#### [OBJECTIVE]
Count the lines of the material below that contain the word "jacket". Reply with the number only.

#### [THE INPUT]

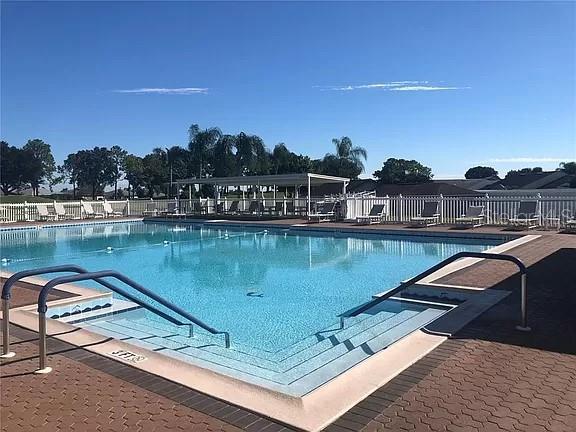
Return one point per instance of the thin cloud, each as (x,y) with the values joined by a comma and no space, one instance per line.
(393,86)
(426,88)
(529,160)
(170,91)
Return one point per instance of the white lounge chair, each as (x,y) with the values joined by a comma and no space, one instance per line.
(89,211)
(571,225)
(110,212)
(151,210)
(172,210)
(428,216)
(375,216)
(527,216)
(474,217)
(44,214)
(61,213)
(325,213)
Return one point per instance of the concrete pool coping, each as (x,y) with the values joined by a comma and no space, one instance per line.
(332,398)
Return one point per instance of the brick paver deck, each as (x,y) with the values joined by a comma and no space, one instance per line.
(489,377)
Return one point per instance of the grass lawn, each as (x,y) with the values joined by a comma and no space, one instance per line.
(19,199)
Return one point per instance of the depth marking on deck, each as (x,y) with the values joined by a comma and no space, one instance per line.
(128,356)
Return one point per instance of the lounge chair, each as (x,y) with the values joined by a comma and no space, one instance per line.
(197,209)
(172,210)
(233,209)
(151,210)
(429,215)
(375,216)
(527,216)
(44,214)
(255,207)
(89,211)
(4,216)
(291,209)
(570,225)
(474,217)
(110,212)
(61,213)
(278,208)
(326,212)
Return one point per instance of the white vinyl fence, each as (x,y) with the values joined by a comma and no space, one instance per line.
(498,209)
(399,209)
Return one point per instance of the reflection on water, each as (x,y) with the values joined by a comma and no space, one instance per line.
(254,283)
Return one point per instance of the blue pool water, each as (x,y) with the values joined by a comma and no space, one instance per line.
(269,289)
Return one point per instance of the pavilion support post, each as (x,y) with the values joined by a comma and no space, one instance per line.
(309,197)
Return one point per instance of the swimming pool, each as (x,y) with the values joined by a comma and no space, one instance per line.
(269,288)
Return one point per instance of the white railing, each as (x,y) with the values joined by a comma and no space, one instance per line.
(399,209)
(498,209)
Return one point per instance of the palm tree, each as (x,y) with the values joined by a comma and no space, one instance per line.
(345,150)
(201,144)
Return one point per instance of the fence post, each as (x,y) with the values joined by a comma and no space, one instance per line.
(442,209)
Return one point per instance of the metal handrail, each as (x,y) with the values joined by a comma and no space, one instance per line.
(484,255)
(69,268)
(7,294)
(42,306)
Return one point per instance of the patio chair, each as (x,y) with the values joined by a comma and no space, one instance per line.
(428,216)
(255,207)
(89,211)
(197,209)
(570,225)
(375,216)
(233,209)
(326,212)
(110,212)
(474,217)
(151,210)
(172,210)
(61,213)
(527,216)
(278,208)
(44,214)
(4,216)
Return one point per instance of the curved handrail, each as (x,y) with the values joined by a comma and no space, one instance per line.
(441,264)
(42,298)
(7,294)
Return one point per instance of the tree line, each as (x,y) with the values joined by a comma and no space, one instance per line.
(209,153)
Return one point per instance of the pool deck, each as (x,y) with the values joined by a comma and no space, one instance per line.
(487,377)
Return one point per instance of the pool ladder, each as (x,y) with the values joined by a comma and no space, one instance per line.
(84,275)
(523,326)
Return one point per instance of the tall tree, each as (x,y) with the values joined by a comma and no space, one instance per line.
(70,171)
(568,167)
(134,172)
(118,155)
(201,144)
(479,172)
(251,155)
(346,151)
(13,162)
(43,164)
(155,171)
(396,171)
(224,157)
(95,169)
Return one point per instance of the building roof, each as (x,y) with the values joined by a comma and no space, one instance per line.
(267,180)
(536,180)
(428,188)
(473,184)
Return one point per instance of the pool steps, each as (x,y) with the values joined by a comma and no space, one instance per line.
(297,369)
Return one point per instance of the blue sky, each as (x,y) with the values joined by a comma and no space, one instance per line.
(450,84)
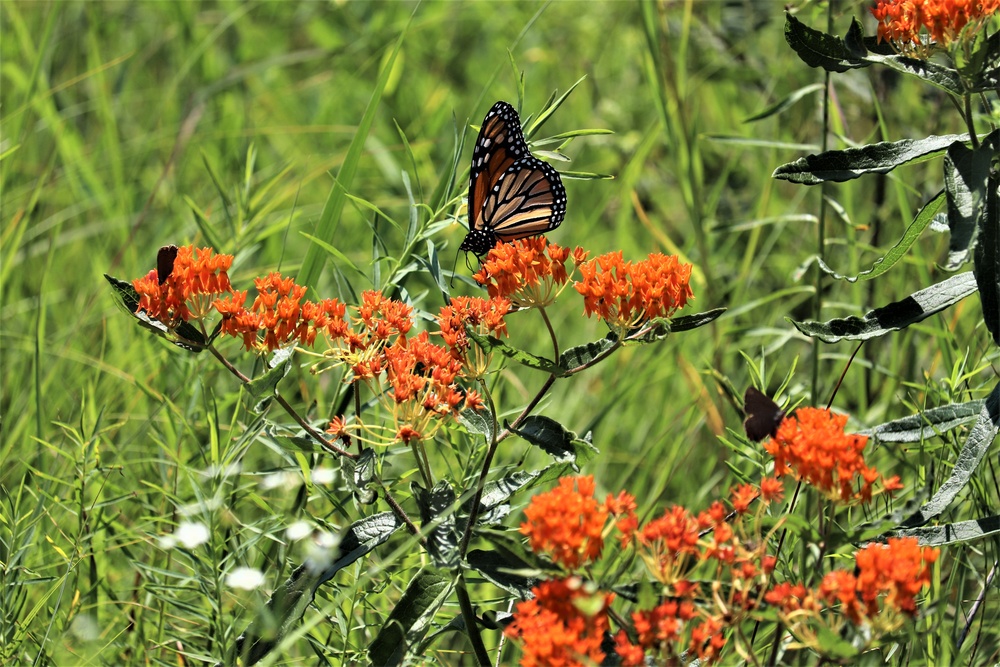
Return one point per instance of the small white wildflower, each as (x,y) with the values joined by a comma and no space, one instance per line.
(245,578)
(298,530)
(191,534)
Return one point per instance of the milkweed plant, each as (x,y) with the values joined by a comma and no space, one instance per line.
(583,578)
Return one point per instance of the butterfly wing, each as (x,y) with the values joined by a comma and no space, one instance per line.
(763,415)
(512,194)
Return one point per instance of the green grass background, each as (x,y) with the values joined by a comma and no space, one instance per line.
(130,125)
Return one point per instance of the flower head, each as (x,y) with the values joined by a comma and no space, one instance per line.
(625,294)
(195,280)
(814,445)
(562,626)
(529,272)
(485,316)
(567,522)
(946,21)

* * *

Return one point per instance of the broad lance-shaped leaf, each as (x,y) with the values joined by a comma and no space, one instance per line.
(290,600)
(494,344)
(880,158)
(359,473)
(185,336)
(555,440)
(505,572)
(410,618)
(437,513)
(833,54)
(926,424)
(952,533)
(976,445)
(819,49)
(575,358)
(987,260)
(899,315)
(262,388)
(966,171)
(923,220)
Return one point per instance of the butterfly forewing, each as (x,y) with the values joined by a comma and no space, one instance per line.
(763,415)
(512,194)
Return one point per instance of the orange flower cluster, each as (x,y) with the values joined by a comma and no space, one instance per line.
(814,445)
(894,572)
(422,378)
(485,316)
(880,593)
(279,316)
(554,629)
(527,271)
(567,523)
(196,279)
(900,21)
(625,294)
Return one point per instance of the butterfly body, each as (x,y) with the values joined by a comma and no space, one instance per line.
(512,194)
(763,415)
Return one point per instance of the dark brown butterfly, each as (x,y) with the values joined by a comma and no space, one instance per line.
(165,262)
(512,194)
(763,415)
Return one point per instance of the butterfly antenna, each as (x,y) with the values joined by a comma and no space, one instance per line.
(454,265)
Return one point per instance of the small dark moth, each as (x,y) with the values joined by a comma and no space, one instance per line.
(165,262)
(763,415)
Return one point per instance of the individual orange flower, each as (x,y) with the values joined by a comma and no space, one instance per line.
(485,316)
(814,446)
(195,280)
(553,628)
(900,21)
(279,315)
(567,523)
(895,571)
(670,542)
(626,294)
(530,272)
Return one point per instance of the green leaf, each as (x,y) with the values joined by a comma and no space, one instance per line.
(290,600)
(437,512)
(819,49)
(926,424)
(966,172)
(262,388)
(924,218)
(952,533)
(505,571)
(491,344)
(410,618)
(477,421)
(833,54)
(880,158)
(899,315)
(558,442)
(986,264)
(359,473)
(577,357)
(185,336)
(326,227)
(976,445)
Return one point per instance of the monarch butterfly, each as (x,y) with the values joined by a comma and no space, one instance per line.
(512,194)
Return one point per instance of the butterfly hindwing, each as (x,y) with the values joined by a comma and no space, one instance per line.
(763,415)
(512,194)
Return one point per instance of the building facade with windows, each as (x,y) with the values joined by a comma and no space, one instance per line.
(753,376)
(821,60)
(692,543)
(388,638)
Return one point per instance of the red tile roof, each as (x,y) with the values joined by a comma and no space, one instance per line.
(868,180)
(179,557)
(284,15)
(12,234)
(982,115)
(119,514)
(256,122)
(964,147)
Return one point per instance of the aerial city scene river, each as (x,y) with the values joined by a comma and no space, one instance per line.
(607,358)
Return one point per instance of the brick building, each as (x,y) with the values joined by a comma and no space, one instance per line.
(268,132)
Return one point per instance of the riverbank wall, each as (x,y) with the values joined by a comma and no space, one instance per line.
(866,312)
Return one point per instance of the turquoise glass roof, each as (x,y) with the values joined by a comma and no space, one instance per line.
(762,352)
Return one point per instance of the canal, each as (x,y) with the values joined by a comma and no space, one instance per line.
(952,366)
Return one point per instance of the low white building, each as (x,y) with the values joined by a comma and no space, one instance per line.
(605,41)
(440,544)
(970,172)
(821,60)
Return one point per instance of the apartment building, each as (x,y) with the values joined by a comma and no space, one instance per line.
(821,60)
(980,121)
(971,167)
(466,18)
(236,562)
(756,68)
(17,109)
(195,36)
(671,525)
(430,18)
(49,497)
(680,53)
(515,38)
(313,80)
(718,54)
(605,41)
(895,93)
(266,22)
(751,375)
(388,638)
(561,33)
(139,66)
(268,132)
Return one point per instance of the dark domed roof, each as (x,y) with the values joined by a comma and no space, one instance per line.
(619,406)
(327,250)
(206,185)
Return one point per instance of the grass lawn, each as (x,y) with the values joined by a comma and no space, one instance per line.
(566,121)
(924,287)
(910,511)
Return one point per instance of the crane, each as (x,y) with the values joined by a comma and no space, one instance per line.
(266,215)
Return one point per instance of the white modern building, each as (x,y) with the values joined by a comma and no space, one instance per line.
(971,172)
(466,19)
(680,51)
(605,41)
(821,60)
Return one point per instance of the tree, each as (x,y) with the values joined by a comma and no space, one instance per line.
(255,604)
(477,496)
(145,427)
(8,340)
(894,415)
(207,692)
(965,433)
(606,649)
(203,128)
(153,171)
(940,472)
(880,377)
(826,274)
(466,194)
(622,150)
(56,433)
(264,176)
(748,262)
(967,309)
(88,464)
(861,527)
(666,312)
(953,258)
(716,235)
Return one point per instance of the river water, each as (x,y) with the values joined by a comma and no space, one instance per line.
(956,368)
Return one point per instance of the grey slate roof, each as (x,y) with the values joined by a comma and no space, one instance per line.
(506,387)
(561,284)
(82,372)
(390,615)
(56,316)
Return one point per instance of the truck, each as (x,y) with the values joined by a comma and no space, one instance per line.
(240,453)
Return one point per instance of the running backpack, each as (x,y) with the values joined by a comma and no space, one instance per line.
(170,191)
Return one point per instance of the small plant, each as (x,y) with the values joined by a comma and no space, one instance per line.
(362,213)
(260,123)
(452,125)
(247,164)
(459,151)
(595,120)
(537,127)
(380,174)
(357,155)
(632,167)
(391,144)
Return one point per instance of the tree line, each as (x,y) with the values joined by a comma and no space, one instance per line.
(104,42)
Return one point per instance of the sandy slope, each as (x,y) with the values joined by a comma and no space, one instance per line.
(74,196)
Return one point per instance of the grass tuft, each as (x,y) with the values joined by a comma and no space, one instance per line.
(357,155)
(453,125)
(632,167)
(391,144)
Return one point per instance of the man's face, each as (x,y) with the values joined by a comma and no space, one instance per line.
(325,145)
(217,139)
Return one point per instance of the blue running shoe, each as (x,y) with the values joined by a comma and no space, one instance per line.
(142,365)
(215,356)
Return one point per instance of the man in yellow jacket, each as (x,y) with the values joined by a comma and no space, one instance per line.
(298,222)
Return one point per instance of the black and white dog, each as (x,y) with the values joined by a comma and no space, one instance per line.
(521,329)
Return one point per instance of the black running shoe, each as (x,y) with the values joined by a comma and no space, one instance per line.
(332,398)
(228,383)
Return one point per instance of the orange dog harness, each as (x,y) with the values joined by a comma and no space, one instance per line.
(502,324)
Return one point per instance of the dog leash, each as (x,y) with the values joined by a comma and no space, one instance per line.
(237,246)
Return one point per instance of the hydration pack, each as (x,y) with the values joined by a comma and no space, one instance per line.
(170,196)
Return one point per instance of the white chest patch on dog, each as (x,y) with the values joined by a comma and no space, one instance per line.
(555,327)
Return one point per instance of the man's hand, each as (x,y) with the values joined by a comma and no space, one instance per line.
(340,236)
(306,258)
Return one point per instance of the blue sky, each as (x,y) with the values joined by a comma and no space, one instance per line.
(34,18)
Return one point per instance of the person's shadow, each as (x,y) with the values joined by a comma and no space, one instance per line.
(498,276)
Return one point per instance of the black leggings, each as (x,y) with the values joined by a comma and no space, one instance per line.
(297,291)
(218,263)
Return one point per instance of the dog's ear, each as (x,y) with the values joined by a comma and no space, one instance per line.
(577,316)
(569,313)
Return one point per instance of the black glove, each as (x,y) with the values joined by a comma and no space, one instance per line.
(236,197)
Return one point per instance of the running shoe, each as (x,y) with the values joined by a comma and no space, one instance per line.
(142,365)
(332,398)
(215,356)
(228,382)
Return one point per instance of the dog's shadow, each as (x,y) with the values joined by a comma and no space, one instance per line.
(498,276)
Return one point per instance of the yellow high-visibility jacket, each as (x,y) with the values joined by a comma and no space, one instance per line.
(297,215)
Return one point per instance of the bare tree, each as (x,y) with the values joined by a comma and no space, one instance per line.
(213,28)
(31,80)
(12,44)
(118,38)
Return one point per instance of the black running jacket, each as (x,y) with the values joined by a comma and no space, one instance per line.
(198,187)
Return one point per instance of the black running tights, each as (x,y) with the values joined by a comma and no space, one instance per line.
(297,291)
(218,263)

#### [EXERCISE ANSWER]
3